WHAT YOU SHOULD DO =>
Pictures are to be omitted. Output only the lines from the one containing "Target: wheel spoke" through the end of the data, word for word.

RECORDS SUPPLIED =>
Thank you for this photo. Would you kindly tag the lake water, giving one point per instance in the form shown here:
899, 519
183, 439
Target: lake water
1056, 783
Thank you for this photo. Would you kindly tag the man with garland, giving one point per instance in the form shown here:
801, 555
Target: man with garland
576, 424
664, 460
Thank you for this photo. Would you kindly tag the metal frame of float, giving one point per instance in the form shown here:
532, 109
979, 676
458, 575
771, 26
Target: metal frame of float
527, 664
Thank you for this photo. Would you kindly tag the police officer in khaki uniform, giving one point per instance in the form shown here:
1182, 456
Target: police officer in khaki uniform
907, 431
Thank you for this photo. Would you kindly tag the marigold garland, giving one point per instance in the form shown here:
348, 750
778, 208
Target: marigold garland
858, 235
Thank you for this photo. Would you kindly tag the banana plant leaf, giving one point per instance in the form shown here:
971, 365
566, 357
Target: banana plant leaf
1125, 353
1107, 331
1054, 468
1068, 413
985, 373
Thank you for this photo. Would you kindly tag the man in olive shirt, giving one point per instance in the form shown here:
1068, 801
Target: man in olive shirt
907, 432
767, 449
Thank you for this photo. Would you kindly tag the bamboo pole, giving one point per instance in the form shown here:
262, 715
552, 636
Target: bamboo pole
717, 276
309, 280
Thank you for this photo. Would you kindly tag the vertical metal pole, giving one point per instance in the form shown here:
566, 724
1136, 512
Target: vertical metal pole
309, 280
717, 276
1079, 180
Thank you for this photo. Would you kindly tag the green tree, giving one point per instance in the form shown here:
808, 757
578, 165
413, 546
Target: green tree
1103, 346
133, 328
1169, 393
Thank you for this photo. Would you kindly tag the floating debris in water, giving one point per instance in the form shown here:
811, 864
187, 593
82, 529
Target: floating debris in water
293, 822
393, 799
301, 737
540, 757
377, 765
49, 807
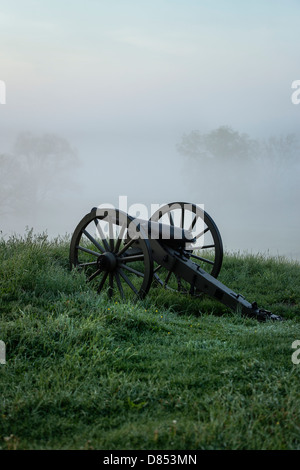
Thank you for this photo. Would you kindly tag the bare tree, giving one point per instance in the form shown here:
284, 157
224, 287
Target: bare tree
39, 169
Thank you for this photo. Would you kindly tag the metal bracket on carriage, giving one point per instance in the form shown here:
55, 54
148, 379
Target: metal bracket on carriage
262, 314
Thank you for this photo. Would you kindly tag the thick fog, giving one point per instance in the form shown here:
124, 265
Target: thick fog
157, 101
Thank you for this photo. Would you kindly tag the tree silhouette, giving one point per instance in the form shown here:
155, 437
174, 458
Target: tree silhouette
38, 169
222, 144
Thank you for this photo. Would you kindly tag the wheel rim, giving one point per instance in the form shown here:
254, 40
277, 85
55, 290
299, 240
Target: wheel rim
206, 251
113, 252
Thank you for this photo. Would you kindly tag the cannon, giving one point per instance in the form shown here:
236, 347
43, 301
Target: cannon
179, 248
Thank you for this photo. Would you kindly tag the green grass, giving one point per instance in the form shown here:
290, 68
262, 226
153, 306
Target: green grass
169, 372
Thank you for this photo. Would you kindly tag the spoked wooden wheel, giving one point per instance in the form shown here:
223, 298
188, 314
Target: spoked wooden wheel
114, 253
207, 249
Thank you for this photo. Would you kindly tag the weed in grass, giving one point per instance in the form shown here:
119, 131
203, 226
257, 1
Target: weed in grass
169, 372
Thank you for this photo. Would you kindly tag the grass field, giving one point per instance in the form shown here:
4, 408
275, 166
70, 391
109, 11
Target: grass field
168, 372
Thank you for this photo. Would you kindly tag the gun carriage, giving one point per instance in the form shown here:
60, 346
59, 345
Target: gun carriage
178, 248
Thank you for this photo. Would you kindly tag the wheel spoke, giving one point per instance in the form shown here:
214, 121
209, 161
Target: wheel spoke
182, 218
100, 287
92, 239
86, 250
119, 284
91, 263
131, 270
203, 232
128, 245
111, 285
193, 222
111, 235
96, 273
167, 278
171, 218
102, 236
202, 259
130, 259
128, 281
157, 268
121, 234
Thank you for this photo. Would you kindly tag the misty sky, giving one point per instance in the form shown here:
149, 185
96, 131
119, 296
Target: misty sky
122, 80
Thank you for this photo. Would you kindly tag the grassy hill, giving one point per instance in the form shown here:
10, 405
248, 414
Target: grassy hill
169, 372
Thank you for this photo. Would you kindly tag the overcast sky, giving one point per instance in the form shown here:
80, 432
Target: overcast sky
122, 80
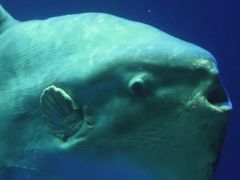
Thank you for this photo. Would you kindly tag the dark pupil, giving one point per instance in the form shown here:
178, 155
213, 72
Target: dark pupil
138, 88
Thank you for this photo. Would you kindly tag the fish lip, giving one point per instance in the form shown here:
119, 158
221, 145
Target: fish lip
217, 97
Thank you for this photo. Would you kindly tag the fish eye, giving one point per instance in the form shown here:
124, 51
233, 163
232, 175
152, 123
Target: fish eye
137, 86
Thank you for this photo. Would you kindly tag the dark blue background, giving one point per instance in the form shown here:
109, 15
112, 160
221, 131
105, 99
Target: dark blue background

YOUR SOLUTION =>
Target: wheel spoke
182, 218
100, 287
92, 239
86, 250
119, 284
91, 263
131, 270
203, 232
128, 245
111, 285
193, 222
111, 235
96, 273
167, 278
171, 218
102, 236
202, 259
130, 259
128, 281
157, 268
121, 234
Thank you for this photo. Would you kindly tag the misty sky, giving one point per instance in the form shown here:
149, 185
96, 131
119, 296
Target: misty sky
122, 80
Thank you for this photo. Would you kindly tag the grassy hill, giving one point per instance in the form shown here:
10, 405
248, 414
Target: grassy hill
169, 372
Thank you for this photo. Would you kindly tag the overcast sky, giving one point per instance in the form shown here:
80, 432
Target: overcast sky
122, 80
Thank you for this photo. Would you kindly tag the dark pupil, giving one point per instance in the form shown here:
178, 155
213, 72
Target: dark pupil
138, 88
Thank you for this photo. Would you kindly tag the fish lip, giving one point per instance in the form shown here:
119, 158
221, 145
Target: fish lip
217, 97
Thank you for this photo. Would you kindly tag the fish eye, giving one point per instance in the form shown here:
124, 51
233, 163
232, 175
152, 123
Target: fish eye
137, 86
Thank you for this photo. Would you kindly tag the dark blue background, giving one point per instance in the form shown here:
109, 15
112, 160
221, 131
105, 99
Target: dark blue background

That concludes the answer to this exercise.